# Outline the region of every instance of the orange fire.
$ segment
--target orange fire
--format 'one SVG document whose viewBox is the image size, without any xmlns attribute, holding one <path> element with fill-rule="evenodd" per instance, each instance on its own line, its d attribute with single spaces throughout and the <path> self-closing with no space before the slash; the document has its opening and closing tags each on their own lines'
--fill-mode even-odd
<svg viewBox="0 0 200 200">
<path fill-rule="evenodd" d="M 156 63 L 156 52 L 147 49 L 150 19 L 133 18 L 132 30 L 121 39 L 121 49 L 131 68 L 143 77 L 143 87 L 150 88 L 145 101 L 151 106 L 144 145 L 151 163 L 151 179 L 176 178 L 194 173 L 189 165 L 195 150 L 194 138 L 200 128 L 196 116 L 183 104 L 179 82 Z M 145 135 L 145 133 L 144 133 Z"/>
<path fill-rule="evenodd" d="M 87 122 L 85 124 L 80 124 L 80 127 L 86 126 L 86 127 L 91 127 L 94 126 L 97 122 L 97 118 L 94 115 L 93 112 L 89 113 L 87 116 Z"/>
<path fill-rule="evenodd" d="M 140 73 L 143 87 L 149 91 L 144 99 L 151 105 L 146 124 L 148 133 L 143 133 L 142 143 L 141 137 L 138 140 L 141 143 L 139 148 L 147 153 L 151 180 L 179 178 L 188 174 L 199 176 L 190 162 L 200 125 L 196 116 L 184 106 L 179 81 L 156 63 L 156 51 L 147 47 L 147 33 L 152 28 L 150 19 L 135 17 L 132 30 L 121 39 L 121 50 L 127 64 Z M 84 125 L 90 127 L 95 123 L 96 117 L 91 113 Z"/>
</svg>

• **AIM OF THE EXERCISE**
Write the records out once more, exactly as shown.

• **RESPONSE BOX**
# Outline the region of every instance of the orange fire.
$ segment
--target orange fire
--format 'one SVG document whose viewBox is the image size, without any xmlns attribute, holding one <path> element with fill-rule="evenodd" per instance, each instance on its own line, its d attribute with single spaces throughout and the <path> self-closing with no space before the slash; the document has its opening and closing tags each on their own lines'
--fill-mode even-odd
<svg viewBox="0 0 200 200">
<path fill-rule="evenodd" d="M 156 63 L 156 52 L 147 49 L 150 19 L 133 18 L 132 30 L 121 39 L 121 49 L 131 68 L 143 77 L 143 87 L 150 88 L 145 101 L 151 106 L 144 145 L 151 163 L 151 179 L 176 178 L 194 173 L 189 165 L 195 150 L 194 138 L 200 128 L 196 116 L 183 104 L 179 82 Z M 145 135 L 145 133 L 144 133 Z"/>
<path fill-rule="evenodd" d="M 87 122 L 85 124 L 80 124 L 80 127 L 86 126 L 86 127 L 91 127 L 94 126 L 97 122 L 97 118 L 94 115 L 93 112 L 89 113 L 87 116 Z"/>
<path fill-rule="evenodd" d="M 140 73 L 143 87 L 149 91 L 144 99 L 151 105 L 146 124 L 148 133 L 143 133 L 142 143 L 141 137 L 138 140 L 141 143 L 139 148 L 147 153 L 151 180 L 179 178 L 188 174 L 199 176 L 190 162 L 200 125 L 196 116 L 184 106 L 179 81 L 156 63 L 156 51 L 147 47 L 147 33 L 152 28 L 150 19 L 135 17 L 132 30 L 121 39 L 121 50 L 127 64 Z M 84 125 L 90 127 L 95 123 L 96 117 L 91 113 Z"/>
</svg>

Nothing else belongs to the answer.